--- What the exercise asks ---
Pull out each line of the entries below that contains the word "walking", matching its case exactly.

[Recorded data]
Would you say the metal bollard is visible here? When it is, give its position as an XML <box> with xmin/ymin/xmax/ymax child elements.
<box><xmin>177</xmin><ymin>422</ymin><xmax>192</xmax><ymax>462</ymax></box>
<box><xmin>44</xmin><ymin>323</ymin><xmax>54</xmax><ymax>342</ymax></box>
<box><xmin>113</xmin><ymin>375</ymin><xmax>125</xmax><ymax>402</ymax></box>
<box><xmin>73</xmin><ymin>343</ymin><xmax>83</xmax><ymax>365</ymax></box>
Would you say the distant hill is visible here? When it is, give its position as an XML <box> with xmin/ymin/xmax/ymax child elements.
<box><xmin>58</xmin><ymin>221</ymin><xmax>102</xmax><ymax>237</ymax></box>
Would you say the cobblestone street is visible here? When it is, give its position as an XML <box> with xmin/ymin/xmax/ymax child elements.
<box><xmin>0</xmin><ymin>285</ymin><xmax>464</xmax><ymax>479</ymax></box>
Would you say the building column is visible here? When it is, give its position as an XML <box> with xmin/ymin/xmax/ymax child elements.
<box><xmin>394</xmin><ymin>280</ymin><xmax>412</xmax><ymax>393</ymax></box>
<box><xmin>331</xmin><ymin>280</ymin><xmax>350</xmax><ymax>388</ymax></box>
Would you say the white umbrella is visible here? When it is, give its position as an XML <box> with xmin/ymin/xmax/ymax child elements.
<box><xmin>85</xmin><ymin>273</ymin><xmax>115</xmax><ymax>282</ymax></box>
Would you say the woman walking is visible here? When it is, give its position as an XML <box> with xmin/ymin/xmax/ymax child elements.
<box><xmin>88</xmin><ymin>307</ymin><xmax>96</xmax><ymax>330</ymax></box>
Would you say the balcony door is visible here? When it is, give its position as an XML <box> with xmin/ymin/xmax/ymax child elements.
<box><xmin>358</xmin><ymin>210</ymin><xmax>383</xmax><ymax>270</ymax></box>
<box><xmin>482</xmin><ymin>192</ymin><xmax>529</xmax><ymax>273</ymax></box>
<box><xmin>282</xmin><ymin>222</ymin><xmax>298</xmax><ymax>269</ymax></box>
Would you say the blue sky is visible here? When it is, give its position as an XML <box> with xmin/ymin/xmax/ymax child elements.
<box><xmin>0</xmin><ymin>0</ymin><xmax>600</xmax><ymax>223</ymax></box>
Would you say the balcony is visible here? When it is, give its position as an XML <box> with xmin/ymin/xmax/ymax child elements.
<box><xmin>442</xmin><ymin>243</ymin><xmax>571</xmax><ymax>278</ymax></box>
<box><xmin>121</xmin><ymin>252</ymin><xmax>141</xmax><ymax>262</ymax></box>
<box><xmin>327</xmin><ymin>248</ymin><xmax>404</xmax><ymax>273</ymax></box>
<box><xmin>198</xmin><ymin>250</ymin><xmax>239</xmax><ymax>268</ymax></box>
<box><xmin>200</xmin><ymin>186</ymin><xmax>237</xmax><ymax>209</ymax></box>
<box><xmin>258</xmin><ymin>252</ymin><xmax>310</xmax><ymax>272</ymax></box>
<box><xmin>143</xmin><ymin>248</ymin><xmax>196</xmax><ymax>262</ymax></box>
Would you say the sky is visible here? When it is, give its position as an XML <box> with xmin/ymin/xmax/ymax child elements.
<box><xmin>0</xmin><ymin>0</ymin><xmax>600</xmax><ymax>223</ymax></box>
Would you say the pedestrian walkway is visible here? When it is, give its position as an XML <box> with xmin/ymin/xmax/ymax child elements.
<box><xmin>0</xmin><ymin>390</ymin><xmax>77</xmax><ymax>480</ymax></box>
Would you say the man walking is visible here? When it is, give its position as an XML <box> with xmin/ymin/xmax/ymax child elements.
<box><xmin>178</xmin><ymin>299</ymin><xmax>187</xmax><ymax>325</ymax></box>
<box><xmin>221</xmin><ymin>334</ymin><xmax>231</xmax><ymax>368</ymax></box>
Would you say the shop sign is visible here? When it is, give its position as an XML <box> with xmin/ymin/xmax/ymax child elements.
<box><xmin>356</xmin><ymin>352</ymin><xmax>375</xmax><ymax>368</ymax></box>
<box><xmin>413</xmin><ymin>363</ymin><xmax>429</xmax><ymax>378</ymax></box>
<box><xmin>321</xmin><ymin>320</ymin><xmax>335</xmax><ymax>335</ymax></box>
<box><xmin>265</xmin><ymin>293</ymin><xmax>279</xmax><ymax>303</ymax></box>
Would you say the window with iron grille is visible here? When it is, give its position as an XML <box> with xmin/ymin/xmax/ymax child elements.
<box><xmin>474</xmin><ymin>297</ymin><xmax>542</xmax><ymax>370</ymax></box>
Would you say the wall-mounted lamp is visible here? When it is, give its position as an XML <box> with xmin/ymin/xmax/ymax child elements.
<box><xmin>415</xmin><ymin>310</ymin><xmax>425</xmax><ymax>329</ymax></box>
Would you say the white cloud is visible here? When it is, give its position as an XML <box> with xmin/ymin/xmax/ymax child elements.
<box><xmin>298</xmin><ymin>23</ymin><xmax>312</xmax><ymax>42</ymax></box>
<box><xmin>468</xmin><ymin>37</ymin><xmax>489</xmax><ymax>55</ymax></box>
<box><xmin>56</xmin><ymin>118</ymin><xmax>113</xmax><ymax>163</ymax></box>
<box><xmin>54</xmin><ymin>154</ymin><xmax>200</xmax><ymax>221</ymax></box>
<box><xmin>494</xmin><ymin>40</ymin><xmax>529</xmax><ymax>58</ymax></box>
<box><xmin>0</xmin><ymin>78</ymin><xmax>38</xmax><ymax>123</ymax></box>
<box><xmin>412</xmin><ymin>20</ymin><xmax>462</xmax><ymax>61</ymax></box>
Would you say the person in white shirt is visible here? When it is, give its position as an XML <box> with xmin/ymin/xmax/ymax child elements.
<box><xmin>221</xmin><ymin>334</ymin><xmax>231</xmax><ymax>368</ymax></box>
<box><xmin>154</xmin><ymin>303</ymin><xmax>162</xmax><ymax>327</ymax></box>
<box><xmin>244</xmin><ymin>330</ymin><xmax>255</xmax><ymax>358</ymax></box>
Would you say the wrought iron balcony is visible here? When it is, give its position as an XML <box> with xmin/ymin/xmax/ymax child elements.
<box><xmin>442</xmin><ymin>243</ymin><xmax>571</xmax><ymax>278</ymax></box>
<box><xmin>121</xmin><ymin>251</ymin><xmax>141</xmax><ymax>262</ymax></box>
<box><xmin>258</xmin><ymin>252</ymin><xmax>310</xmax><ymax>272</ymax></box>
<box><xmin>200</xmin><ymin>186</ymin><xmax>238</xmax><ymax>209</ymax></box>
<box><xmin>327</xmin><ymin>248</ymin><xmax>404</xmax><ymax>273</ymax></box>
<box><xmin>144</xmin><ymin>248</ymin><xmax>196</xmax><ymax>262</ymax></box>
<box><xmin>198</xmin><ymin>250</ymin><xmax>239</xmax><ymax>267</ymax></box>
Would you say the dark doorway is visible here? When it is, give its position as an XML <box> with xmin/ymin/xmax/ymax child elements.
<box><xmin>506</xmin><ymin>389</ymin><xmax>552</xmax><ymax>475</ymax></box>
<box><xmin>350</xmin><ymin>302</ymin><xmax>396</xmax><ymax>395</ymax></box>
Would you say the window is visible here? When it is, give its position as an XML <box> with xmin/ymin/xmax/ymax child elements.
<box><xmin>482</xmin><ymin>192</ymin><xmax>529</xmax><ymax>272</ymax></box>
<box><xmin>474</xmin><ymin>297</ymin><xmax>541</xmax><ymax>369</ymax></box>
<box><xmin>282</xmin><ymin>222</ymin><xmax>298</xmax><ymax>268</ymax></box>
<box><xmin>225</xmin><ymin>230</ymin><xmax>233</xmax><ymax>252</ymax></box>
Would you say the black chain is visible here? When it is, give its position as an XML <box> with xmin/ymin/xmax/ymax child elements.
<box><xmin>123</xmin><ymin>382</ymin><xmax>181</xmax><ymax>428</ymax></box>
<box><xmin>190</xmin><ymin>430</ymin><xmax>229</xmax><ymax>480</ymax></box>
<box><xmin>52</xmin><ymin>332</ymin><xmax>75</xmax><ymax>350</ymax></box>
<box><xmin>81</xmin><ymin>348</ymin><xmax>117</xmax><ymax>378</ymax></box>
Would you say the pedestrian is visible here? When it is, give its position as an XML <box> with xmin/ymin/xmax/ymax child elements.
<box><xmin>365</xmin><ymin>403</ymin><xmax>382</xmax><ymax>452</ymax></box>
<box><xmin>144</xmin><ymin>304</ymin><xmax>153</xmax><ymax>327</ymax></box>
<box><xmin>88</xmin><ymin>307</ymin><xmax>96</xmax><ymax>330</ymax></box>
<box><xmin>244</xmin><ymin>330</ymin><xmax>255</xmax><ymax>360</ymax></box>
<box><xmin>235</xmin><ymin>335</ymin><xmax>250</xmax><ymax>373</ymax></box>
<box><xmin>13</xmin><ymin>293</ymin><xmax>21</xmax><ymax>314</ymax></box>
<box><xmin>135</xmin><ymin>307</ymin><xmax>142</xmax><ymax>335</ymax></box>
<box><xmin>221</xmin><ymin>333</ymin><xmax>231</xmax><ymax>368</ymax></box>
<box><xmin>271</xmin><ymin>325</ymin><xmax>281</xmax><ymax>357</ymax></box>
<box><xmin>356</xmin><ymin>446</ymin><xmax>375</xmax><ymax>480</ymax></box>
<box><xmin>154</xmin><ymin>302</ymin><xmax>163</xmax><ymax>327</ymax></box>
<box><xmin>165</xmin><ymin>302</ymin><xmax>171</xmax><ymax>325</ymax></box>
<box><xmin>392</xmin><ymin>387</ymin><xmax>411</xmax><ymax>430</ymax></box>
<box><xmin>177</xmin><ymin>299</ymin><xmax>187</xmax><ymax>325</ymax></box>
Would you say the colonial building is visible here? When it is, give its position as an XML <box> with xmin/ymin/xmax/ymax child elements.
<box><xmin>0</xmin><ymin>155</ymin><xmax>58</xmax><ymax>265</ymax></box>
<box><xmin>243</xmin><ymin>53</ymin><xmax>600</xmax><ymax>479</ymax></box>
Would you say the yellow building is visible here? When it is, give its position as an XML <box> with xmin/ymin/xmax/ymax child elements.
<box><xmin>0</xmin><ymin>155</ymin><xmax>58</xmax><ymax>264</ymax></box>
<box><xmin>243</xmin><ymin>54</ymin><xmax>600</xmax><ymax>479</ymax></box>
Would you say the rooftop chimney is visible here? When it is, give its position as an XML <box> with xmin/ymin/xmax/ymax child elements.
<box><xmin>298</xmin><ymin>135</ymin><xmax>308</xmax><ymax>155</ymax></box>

--- Result below ---
Would you say the woman walking is visible here? When it is, give its position as an XML <box> with xmin/ymin/xmax/ymax child elements.
Would you say the man walking is visible here? When it is, give its position as an XML <box> with xmin/ymin/xmax/ymax child elements.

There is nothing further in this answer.